■ To do ■
Can you return all of the entries below verbatim, leaving the pictures out of your answer?

>>>

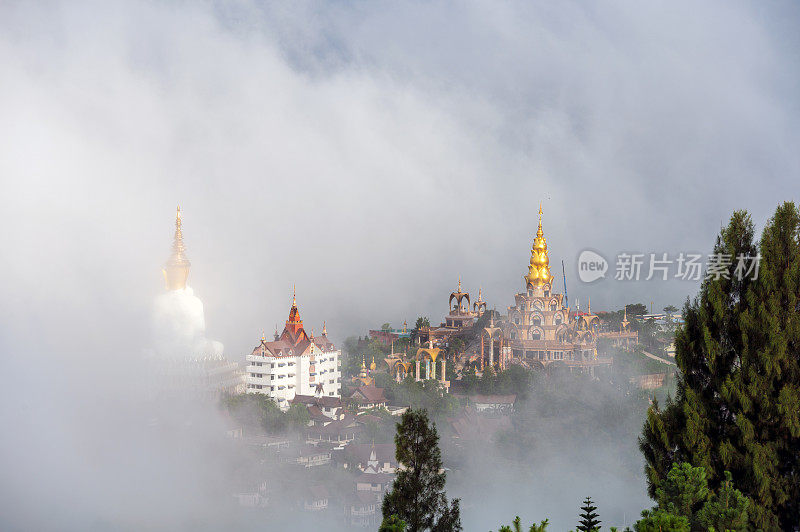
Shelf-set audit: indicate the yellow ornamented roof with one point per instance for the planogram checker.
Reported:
(539, 267)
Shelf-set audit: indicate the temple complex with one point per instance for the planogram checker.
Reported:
(539, 328)
(460, 318)
(294, 363)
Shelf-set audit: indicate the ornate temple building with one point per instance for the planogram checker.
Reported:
(422, 366)
(460, 318)
(294, 363)
(539, 328)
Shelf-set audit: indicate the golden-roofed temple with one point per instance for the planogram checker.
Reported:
(539, 268)
(176, 270)
(540, 328)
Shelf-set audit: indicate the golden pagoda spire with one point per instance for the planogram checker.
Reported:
(539, 267)
(176, 270)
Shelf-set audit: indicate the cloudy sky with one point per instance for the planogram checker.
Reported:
(369, 153)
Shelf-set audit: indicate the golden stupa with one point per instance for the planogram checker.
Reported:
(176, 270)
(539, 268)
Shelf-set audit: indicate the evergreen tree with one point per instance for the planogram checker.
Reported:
(737, 406)
(392, 524)
(661, 521)
(516, 526)
(417, 495)
(589, 520)
(725, 510)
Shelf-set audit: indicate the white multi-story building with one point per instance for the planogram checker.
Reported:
(294, 363)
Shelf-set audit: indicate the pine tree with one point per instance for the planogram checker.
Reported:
(737, 406)
(417, 496)
(589, 521)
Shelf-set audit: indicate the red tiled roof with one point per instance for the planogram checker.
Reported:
(493, 399)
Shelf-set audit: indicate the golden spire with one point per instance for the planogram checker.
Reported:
(176, 270)
(539, 267)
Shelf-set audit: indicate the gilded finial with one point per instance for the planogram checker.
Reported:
(176, 270)
(539, 267)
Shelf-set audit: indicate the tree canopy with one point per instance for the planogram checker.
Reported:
(417, 495)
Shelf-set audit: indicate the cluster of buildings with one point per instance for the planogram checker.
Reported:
(294, 363)
(538, 329)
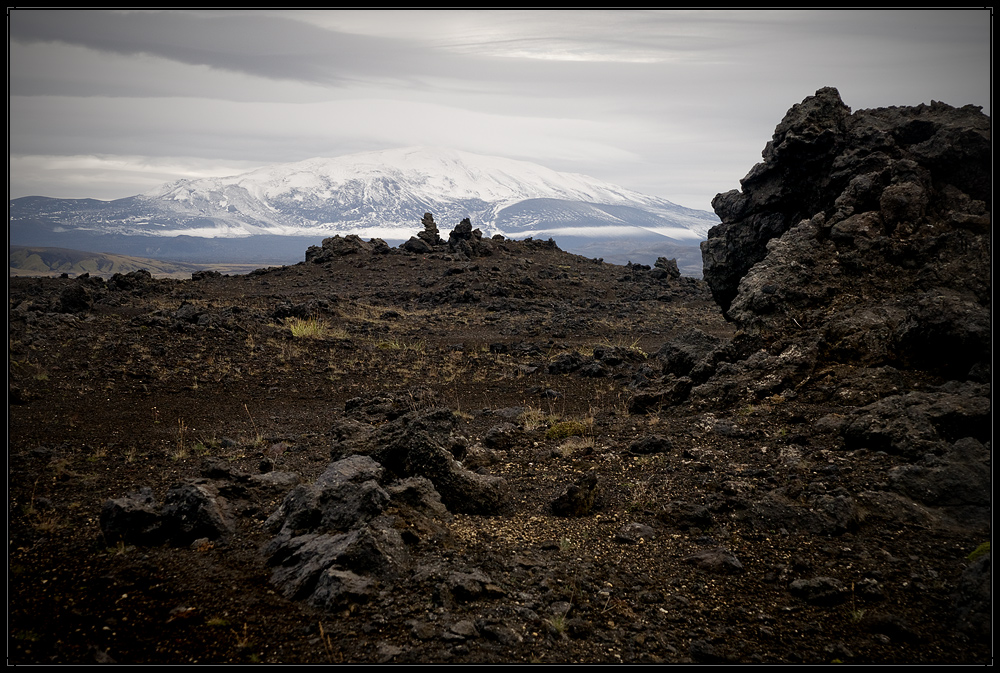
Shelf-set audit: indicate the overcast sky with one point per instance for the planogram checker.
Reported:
(677, 104)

<<<

■ Exercise response ■
Shelf-set audit: indicate the yellow ornamented roof with one point per instance for the planogram checker.
Reported:
(539, 267)
Shelf-set audit: indicate the temple complex with one point per instance for the planogram checker.
Reported:
(539, 328)
(460, 318)
(294, 363)
Shelf-set audit: indicate the ornate temple building with one point per instance for the planogram checker.
Reported:
(422, 366)
(460, 318)
(294, 363)
(539, 328)
Shelf-set audit: indicate the golden-roofed temple with one point per instance for the planogram checker.
Reported:
(539, 268)
(176, 270)
(540, 328)
Shelf-set audit: indicate the golden pagoda spire with one point per instance for the planogram checker.
Reported:
(539, 267)
(176, 270)
Shelf-set audit: indicate the cloudy sky with one point per instance for the planogram checker.
Reported:
(369, 153)
Shelf-set audit: indicate the golden stupa with one point per instance for the planogram checker.
Reported:
(176, 270)
(539, 268)
Shelf-set audit: indicate the evergreen tree with one point per instance for the planogram checker.
Reported:
(737, 406)
(392, 524)
(661, 521)
(516, 526)
(417, 495)
(589, 520)
(725, 510)
Shelf-set audit: indicate the white multi-story building with one point per instance for the planogram checker.
Reported:
(294, 363)
Shelf-set audit: indicate the pine tree with one point per instance for the planogram checker.
Reported:
(737, 406)
(417, 496)
(589, 521)
Shelf-set audit: indicate the red tiled roof with one point per instance for the planogram checker.
Reported:
(493, 399)
Shelf-set audit: indicate the golden spire with one point per instance for the planogram checker.
Reported:
(176, 270)
(539, 267)
Shelf-set audit: indicate the gilded finial with one point per instance for the planogram checker.
Reported:
(176, 270)
(539, 267)
Shelf-set audit: indicate the tree canopy with one point per instance for the planogram checker.
Reported:
(417, 495)
Shelf-set audit: indicate the cluster of buildings with one point per instance for the planogram checker.
Reported:
(294, 363)
(538, 329)
Shelf-set audit: indicate the overcast sky with one point per instance for the planogram checker.
Reported:
(677, 104)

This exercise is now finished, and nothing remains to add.